### Work to complete
Exact repetition, pictures omitted: give every record below again.

+---+

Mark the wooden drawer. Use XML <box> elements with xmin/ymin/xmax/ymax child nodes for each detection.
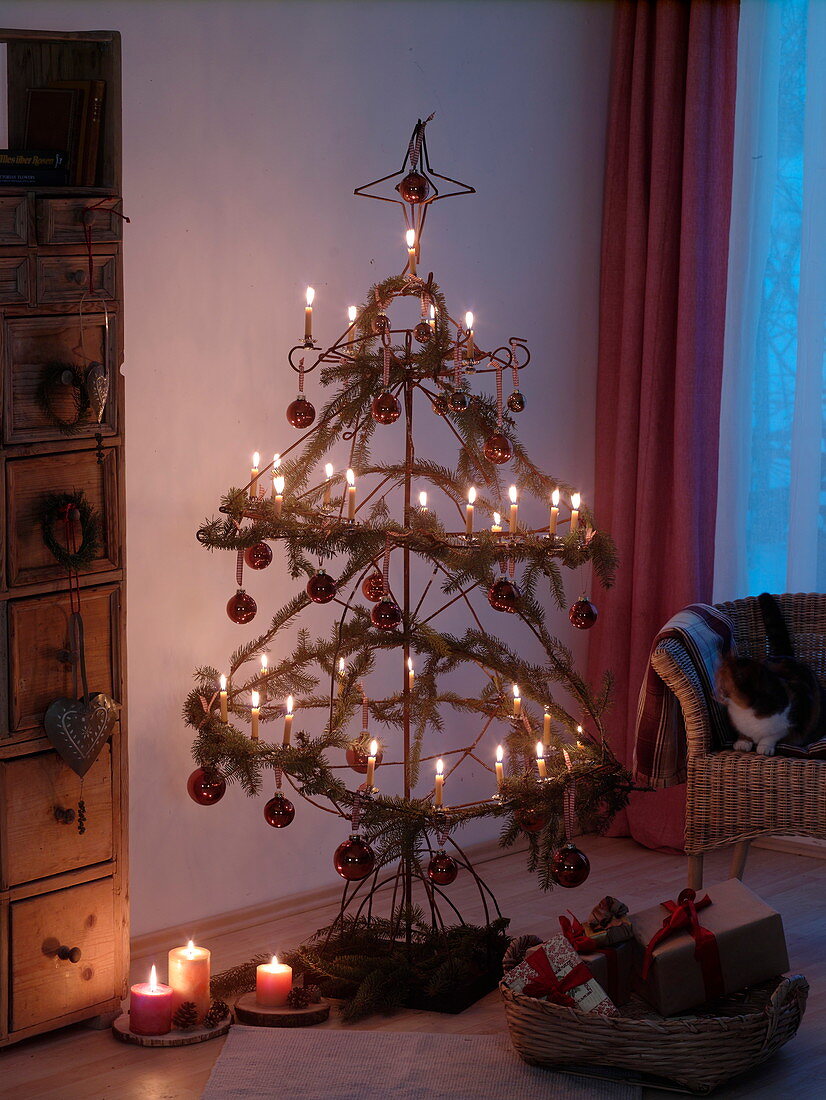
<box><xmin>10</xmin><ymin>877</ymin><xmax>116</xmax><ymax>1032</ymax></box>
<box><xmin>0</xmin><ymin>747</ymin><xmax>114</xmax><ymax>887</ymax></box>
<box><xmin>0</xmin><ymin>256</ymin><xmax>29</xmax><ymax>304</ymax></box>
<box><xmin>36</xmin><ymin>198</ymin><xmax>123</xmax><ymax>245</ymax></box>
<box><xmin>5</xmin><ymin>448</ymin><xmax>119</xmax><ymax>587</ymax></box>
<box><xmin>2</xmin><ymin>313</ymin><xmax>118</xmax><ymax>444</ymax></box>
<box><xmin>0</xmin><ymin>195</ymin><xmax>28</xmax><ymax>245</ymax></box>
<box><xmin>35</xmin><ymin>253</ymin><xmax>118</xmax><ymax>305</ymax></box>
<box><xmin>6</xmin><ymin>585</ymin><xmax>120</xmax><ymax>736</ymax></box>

+---+

### Written response
Mark the wooden drawer. Use XML <box> elements with xmin/ymin/xmax/ymax child nodes for each detection.
<box><xmin>10</xmin><ymin>877</ymin><xmax>116</xmax><ymax>1032</ymax></box>
<box><xmin>0</xmin><ymin>747</ymin><xmax>114</xmax><ymax>887</ymax></box>
<box><xmin>0</xmin><ymin>256</ymin><xmax>29</xmax><ymax>304</ymax></box>
<box><xmin>36</xmin><ymin>198</ymin><xmax>123</xmax><ymax>245</ymax></box>
<box><xmin>5</xmin><ymin>448</ymin><xmax>119</xmax><ymax>587</ymax></box>
<box><xmin>2</xmin><ymin>313</ymin><xmax>118</xmax><ymax>444</ymax></box>
<box><xmin>0</xmin><ymin>195</ymin><xmax>28</xmax><ymax>245</ymax></box>
<box><xmin>35</xmin><ymin>253</ymin><xmax>118</xmax><ymax>305</ymax></box>
<box><xmin>6</xmin><ymin>585</ymin><xmax>120</xmax><ymax>736</ymax></box>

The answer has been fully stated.